-------- DATA FOR ANALYSIS

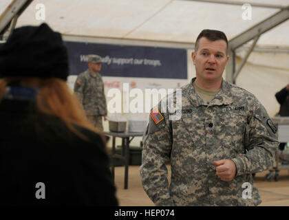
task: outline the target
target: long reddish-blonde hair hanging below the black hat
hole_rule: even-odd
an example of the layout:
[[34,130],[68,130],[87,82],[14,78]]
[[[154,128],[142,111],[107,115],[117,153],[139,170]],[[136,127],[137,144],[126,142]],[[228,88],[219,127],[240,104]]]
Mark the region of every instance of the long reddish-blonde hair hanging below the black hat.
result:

----------------

WHAT YOU NEED TO DO: Transcribe the records verbatim and omit the images.

ANSWER AREA:
task: outline the target
target: long reddish-blonde hair hanging below the black hat
hole_rule: even-odd
an example of the layout:
[[34,130],[68,130],[87,82],[14,78]]
[[[154,128],[142,111],[107,115],[117,153],[139,170]],[[136,127],[137,144],[126,142]],[[228,88],[219,127],[240,104]]]
Mark the region of every instance of the long reddish-blonde hair hanging below the black hat.
result:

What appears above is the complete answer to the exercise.